The problem
Repeat exactly the lines from the line containing "of the yellow" through the last line of the records below, inclusive, and nothing else.
(Data to process Opens)
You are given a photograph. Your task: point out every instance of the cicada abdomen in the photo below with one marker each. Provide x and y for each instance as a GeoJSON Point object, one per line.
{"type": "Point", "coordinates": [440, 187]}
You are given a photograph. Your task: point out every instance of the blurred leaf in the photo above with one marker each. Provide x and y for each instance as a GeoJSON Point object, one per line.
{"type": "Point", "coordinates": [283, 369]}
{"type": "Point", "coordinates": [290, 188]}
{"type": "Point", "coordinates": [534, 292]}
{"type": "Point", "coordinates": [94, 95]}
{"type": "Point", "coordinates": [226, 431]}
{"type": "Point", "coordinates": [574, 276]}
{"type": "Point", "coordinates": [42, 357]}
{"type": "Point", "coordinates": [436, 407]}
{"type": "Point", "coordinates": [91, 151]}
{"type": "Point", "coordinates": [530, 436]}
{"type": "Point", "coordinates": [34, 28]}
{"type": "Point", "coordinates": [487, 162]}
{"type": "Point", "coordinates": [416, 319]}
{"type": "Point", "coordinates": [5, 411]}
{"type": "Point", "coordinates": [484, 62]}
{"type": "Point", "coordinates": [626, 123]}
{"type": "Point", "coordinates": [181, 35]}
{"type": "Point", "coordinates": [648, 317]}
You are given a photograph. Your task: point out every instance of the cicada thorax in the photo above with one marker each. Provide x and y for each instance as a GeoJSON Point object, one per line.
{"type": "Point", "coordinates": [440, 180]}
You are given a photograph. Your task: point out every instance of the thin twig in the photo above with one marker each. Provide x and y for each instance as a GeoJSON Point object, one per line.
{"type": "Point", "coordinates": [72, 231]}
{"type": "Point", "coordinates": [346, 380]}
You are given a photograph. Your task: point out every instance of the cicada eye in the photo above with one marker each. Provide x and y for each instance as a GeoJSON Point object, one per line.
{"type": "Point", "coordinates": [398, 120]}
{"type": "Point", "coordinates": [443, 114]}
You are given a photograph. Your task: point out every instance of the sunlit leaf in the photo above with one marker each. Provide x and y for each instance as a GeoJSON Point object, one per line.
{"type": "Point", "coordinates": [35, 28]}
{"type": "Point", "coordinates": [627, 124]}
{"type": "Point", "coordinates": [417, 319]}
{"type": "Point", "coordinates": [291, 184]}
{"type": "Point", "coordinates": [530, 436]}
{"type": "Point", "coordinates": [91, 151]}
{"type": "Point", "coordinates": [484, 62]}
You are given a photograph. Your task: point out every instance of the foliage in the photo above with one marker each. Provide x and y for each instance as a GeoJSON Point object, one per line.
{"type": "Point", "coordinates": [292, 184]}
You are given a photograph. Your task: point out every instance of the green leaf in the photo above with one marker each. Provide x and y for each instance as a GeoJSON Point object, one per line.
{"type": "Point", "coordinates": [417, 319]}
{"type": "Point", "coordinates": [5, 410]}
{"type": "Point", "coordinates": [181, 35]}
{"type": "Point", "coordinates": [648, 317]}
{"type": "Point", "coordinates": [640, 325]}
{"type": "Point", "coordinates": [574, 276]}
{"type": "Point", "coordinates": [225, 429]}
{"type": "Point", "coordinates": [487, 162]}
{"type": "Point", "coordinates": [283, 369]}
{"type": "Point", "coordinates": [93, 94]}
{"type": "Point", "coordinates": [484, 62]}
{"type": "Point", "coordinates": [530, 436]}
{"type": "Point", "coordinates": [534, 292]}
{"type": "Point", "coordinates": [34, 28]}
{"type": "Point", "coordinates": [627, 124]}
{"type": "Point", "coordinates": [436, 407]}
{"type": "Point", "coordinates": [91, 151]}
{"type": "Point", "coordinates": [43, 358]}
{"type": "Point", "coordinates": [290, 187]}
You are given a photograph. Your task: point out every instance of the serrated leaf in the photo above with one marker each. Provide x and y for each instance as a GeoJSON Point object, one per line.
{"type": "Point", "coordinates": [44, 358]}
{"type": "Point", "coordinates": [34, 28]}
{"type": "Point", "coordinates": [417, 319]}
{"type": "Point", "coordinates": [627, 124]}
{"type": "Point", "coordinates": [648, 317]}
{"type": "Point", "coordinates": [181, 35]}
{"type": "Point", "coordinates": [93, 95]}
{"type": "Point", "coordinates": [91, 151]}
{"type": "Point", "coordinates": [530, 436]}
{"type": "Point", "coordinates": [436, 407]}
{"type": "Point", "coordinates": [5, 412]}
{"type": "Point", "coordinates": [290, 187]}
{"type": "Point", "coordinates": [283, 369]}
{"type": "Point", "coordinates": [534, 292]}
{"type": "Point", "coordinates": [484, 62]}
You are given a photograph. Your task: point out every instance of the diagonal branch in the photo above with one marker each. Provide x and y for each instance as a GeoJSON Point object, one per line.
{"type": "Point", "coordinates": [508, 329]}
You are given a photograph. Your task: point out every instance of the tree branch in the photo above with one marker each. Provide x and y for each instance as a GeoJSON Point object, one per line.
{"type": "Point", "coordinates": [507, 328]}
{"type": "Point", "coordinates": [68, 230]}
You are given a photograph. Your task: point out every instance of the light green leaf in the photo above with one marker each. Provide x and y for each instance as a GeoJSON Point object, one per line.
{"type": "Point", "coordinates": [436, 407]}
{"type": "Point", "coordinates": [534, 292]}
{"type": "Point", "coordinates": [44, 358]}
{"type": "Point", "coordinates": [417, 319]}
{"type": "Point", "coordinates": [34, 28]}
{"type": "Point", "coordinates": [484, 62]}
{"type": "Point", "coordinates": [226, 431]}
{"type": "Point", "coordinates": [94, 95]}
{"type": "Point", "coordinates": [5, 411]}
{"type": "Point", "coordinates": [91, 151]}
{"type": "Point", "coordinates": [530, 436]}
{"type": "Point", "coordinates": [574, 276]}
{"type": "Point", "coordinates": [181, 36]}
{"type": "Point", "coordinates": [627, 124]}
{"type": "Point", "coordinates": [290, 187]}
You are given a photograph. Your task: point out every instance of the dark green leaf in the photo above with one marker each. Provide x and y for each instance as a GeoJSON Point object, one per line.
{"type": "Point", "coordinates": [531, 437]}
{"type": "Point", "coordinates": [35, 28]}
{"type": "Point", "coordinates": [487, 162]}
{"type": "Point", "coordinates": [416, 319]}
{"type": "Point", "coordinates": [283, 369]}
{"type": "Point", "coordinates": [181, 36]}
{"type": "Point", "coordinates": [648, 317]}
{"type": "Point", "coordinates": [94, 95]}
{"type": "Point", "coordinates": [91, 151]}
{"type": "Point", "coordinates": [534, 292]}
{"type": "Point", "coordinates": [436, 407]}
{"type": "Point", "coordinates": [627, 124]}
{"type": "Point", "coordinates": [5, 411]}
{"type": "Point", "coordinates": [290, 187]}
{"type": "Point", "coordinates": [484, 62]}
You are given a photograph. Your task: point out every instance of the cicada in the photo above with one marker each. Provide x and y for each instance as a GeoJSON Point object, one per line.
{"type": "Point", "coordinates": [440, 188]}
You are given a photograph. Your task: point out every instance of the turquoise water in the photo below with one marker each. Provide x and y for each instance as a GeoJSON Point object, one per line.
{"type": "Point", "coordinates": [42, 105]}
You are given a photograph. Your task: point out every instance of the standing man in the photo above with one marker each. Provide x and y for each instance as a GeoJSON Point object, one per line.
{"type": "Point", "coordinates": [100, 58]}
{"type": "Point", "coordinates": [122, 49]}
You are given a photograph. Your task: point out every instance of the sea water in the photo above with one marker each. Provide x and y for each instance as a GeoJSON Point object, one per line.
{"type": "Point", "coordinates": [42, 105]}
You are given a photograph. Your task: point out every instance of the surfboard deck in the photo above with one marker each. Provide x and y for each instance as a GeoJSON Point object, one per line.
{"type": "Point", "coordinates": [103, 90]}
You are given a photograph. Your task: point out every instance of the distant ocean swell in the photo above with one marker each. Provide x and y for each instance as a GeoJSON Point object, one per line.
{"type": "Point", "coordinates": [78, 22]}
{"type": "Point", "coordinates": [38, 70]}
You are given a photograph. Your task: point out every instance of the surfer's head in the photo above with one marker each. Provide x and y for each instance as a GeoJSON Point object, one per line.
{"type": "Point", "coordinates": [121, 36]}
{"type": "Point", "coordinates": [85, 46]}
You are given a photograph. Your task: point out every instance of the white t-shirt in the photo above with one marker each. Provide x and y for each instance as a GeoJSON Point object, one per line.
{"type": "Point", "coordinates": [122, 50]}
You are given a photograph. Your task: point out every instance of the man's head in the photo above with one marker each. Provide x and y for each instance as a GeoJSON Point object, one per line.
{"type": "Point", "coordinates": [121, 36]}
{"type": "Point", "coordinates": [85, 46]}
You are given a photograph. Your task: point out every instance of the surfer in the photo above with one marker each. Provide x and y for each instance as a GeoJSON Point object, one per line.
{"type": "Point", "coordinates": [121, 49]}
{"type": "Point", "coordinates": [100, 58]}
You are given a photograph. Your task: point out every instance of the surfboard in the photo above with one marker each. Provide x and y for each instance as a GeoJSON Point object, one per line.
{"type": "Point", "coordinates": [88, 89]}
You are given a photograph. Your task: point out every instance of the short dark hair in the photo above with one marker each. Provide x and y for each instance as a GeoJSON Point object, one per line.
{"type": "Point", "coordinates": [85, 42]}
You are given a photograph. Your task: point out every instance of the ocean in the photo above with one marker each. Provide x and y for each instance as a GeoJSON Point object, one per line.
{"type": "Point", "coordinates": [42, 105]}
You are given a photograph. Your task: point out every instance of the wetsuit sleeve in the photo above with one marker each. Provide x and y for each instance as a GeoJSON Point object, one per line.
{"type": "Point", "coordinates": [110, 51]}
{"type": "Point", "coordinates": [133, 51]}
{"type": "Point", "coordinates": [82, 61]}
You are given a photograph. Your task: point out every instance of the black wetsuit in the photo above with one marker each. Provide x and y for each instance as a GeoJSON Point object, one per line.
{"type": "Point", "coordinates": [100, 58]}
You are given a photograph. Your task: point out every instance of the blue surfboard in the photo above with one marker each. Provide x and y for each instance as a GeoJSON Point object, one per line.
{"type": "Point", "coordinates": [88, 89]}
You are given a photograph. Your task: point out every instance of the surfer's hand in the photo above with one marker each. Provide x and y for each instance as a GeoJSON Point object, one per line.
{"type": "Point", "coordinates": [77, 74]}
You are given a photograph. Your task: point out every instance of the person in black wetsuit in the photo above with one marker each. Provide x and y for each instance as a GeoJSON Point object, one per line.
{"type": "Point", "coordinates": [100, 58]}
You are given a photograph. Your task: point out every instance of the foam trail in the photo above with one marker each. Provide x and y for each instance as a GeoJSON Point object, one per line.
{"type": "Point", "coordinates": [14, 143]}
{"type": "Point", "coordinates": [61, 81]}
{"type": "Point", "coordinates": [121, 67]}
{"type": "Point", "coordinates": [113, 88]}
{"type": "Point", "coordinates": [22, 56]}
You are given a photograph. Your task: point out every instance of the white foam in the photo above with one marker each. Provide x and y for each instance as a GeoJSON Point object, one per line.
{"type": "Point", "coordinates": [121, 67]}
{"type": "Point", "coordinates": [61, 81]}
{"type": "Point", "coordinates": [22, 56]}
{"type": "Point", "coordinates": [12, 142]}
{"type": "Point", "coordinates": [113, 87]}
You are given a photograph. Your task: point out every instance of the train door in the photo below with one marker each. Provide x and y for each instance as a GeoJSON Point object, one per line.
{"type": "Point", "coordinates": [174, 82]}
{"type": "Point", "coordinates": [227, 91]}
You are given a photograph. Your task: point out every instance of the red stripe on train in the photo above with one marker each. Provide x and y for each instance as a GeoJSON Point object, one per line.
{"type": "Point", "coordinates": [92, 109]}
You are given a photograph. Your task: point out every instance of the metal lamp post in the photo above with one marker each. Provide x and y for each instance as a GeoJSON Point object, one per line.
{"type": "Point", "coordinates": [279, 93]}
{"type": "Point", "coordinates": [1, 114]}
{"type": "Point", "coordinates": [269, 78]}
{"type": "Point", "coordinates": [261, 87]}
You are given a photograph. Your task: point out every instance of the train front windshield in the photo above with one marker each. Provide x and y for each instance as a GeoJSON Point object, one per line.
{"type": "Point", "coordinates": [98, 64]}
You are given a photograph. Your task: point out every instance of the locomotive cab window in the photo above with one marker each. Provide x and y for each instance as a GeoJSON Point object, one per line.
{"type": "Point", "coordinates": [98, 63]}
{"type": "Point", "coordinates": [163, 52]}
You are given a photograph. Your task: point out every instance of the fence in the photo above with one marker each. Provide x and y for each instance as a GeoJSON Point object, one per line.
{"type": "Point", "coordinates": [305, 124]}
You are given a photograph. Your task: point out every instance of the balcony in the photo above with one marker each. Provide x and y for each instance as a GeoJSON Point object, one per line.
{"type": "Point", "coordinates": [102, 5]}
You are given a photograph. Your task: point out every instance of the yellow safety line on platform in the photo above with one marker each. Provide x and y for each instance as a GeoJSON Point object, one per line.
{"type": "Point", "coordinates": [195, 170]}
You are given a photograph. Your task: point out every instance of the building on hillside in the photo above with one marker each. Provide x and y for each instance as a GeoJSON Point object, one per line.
(Data to process Closes)
Response
You are given a photograph. Your task: point out every instance of the yellow safety line on platform in the photo above with one marker each. Provide x and y for each instance as a GeoJSON Point object, one per line.
{"type": "Point", "coordinates": [195, 170]}
You are given a photograph. Your task: point out every instance of the building on hillside in the photo above with one marker each. Provide x and y for each instance as a GeoJSON Point object, one per line.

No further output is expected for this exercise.